From the first line to the last, please reproduce the material exactly, skipping the pictures.

------------

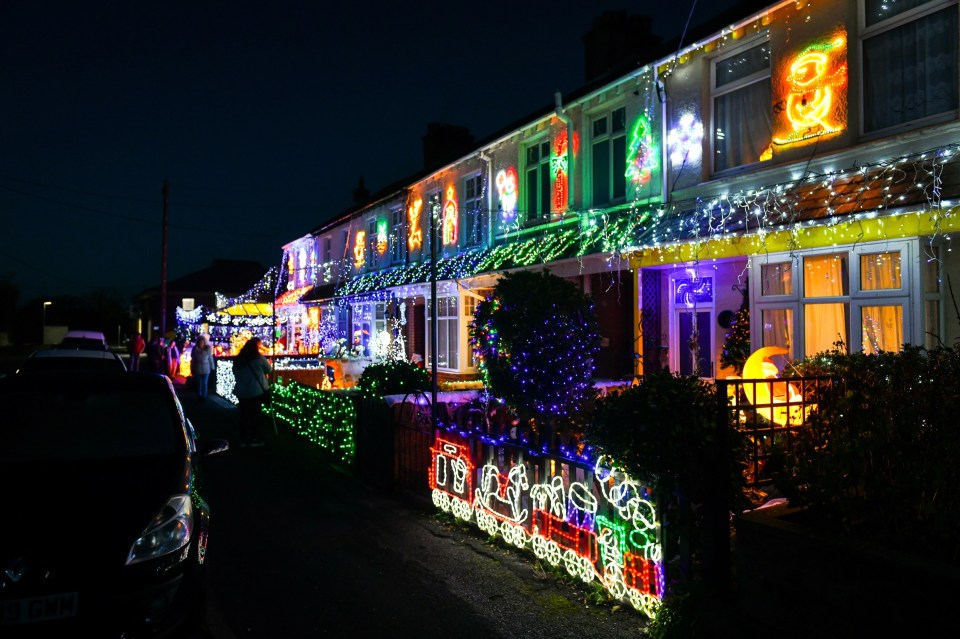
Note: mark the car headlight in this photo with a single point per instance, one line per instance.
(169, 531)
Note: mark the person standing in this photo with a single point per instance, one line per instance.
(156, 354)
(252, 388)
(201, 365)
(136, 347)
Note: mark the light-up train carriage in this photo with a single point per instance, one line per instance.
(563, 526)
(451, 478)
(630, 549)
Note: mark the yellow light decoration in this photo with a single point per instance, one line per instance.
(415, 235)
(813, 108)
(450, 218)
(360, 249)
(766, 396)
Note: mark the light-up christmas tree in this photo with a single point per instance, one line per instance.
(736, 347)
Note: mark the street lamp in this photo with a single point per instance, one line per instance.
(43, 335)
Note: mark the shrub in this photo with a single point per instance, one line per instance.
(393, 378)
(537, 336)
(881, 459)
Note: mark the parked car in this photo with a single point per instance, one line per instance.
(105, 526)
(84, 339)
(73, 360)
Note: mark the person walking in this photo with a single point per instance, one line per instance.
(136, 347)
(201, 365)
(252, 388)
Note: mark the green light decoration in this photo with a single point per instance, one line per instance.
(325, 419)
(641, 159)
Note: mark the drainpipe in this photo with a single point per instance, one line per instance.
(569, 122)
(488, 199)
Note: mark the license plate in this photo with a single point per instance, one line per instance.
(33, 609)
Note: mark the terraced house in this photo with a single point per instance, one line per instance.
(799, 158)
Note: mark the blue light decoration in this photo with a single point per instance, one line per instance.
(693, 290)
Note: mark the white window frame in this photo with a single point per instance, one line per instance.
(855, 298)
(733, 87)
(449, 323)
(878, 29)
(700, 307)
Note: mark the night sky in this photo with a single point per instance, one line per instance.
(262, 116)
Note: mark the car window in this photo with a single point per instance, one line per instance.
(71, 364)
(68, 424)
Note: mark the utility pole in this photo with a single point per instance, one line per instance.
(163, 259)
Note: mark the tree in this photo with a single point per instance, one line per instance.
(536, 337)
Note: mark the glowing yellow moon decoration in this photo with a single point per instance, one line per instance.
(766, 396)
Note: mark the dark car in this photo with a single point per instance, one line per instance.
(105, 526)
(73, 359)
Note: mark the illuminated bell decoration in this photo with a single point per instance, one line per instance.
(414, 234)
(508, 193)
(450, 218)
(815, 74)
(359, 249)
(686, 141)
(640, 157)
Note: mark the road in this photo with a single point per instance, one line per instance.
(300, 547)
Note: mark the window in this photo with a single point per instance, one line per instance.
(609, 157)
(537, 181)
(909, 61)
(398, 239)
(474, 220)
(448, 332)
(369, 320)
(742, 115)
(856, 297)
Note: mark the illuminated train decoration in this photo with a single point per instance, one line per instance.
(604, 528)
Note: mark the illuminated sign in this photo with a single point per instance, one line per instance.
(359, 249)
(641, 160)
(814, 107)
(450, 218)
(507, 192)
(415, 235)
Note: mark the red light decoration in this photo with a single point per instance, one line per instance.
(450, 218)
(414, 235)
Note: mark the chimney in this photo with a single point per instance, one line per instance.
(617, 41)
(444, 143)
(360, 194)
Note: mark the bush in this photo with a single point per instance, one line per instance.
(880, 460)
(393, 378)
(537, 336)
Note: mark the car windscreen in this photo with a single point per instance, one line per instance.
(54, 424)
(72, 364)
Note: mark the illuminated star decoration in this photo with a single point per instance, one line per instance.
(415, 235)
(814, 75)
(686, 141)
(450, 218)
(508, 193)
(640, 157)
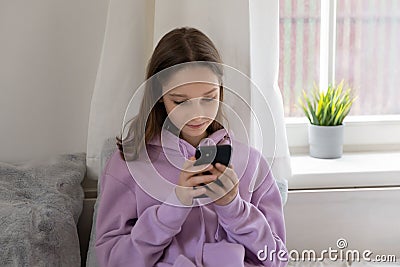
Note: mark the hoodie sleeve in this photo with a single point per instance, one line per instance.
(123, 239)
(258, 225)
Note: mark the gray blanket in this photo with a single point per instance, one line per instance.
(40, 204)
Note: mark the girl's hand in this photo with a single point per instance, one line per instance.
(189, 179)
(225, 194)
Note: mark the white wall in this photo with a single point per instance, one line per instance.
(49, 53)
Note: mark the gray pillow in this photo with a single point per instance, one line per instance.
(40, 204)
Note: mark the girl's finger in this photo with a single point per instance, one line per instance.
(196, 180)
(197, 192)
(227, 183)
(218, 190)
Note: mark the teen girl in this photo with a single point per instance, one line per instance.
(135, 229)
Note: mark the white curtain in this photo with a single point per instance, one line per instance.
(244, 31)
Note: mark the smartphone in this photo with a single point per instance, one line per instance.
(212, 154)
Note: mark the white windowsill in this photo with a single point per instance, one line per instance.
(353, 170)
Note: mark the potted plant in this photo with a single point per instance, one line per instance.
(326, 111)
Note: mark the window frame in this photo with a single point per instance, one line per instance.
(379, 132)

------------

● Result of the exercise
Note: mark the car headlight in this photo with a single point per instance, one line per instance.
(169, 531)
Note: mark the person standing in this photo with a single point per instance, one line per instance.
(156, 354)
(252, 388)
(201, 365)
(136, 347)
Note: mark the light-up train carriage in this photo with a single point per instance, one line per instance.
(563, 526)
(451, 478)
(630, 549)
Note: mark the yellow light decoration in this photo with a single point per instance, one line per instance.
(415, 235)
(813, 108)
(450, 218)
(360, 249)
(766, 396)
Note: mark the light-up christmas tree in this photo with a single point per instance, one line per instance.
(736, 347)
Note: mark the street lamp in this photo with a single point per instance, one line per instance.
(43, 335)
Note: mark the shrub in this photo with a single point per instance, one line per instance.
(393, 378)
(537, 336)
(881, 459)
Note: mark the parked car in this photo with a single point per instance, one line per instance.
(105, 526)
(84, 339)
(73, 360)
Note: mark the person walking in this photo with a single point per instance, one line per instance.
(136, 347)
(201, 365)
(252, 388)
Note: mark the green light decoration in this photo with a single point per instance, one line per instance.
(325, 419)
(641, 159)
Note: mark the drainpipe in this photo with a single point per instance, one line per instance.
(569, 122)
(488, 199)
Note: mark the license plate in this photo with a single point per instance, one line per instance.
(33, 609)
Note: mark the terraced house in this photo with a single point per instance, one line per instance.
(799, 158)
Note: mark the blue light decoration in this photo with a single point per instance, one line per instance.
(693, 290)
Note: mark the white window frame in this photo with a single point per instance, one line per instance.
(855, 298)
(733, 87)
(449, 323)
(878, 29)
(700, 307)
Note: mark the night sky in this photo with a single point per instance, one line per instance.
(262, 116)
Note: mark the car window in this photo with a single point per instance, one line per instance.
(71, 364)
(68, 424)
Note: mark the utility pole in this photo with a single point per instance, one line per instance.
(163, 259)
Note: mark the tree in this photo with a single point per instance, one line per instance.
(536, 337)
Note: mark the glowing yellow moon decoration in this photo with a single point per instance, one line per instance.
(766, 396)
Note: mark the dark car in this photo with a single point per instance, one line per instance.
(105, 526)
(73, 359)
Note: mark the illuminated bell decoration in this photo with a single point per instance, one line per instance.
(414, 234)
(508, 193)
(450, 218)
(815, 74)
(359, 249)
(686, 141)
(640, 157)
Note: mark the road in this photo with a single point per instance, one line per instance.
(300, 547)
Note: mark the window in this photo with a single point per instance, one line per instance.
(609, 157)
(537, 181)
(909, 61)
(398, 239)
(474, 220)
(448, 332)
(369, 320)
(742, 115)
(856, 297)
Note: mark the illuminated train decoration in this photo with a single point per instance, one line per instance.
(604, 528)
Note: mark the illuminated sign in this photo with a single point per instance, one line per instance.
(359, 249)
(641, 160)
(814, 107)
(450, 218)
(507, 192)
(415, 235)
Note: mark the red light decoration in this photo with a single point per instance, one line per instance.
(450, 218)
(414, 235)
Note: mark the chimney in this photo with a single point per instance, one line per instance.
(617, 41)
(444, 143)
(360, 194)
Note: mark the bush in this photo with a single point per instance, one line per instance.
(880, 460)
(393, 378)
(537, 336)
Note: mark the car windscreen in this photo with a single point per instance, one line per instance.
(54, 424)
(72, 364)
Note: mark the illuminated star decoration in this photo with a single point per instance, one line per instance.
(415, 235)
(814, 75)
(686, 141)
(450, 218)
(508, 193)
(640, 157)
Note: mark the hoodie sleeve in this photo with a single point per instance, one line per instance.
(123, 239)
(258, 225)
Note: mark the gray blanket in this photo with a single point per instance, one line per instance.
(40, 204)
Note: mark the girl's hand in this photo with a single point per instance, one line per instance.
(189, 179)
(225, 194)
Note: mark the white wall in this photo with a single point per instance, one line per instance.
(49, 53)
Note: mark the gray pillow in this photo with a single point per instance, one line per instance.
(40, 204)
Note: mark the girl's finger in this photo with a single point per instance, one line per instance.
(196, 180)
(197, 192)
(227, 183)
(218, 190)
Note: mark the teen girl in this photo with a single point per instance, one line per instance.
(135, 229)
Note: mark the white curtain in this photo with a single point per instance, one line per instance.
(244, 31)
Note: mark the smartphone in this photo with a single point per instance, one line per instance.
(212, 154)
Note: mark the white windowsill in this photo with a single point per instance, one line per instance.
(353, 170)
Note: mark the potted plant in this photo with a single point per instance, one line per instance.
(326, 111)
Note: mark the window frame in this photo with a single point per instance, one line per instance.
(379, 132)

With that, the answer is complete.